(Exercise input begins)

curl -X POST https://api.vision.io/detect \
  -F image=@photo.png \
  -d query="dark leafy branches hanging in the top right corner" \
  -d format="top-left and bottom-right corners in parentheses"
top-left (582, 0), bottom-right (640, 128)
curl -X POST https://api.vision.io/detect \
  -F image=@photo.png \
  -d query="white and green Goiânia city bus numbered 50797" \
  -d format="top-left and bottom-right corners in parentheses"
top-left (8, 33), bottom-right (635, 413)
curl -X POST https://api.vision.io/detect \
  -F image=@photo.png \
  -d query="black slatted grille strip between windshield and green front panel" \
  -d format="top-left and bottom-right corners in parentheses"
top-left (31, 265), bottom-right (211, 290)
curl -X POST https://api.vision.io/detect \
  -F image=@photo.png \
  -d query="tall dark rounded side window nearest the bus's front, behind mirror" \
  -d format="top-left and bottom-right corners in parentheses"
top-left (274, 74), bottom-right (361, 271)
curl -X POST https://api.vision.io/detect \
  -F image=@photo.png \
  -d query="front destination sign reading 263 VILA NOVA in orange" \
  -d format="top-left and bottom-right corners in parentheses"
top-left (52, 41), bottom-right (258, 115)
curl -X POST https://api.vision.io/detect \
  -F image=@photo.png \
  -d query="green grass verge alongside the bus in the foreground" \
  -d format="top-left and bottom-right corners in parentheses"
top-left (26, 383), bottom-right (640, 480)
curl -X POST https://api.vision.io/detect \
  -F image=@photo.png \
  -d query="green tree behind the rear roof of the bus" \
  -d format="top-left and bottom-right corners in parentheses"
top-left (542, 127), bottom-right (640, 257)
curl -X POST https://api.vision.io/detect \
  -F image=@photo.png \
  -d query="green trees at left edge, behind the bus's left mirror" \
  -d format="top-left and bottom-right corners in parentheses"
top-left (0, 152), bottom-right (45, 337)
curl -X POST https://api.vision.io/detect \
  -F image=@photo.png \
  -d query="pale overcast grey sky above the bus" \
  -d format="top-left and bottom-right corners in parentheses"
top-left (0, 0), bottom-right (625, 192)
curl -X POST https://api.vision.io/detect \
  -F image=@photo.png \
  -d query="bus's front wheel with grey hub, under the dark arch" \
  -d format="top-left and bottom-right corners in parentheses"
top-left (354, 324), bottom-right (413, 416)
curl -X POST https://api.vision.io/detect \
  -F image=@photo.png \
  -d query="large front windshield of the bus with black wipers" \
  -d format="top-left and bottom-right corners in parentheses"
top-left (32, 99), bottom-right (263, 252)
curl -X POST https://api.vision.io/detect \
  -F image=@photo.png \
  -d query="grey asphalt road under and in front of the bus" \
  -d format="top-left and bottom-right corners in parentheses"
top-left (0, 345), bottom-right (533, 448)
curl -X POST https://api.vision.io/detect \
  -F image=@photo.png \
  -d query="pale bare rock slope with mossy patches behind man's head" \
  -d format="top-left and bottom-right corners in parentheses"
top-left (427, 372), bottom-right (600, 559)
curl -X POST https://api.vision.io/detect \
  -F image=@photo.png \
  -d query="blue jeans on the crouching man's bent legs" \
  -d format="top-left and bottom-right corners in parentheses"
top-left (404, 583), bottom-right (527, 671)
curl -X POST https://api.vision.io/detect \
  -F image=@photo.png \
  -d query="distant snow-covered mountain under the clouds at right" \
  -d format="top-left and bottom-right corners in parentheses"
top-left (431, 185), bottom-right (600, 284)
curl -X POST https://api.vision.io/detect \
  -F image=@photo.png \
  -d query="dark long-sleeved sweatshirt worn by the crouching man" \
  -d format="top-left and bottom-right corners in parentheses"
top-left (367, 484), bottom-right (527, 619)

(Exercise input ends)

- Try it -
Counting only lines that hold the word "windshield", report how many there are in the listing above, as a number alone.

- Solved exercise -
2